▶ [GIVEN RECORDS]:
— BEGIN —
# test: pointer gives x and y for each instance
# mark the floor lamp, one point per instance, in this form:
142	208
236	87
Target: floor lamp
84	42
— END —
— BEGIN —
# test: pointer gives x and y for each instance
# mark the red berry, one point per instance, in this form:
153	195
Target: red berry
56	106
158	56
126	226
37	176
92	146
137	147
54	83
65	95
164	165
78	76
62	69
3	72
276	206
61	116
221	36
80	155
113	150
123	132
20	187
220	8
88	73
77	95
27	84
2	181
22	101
— END —
▶ [AIM OF THE TASK]:
From the material above, copy each line that contains the word "floor".

▶ [RESULT OF THE EXERCISE]:
# mark the floor lamp, one point per instance, in this form:
Target: floor lamp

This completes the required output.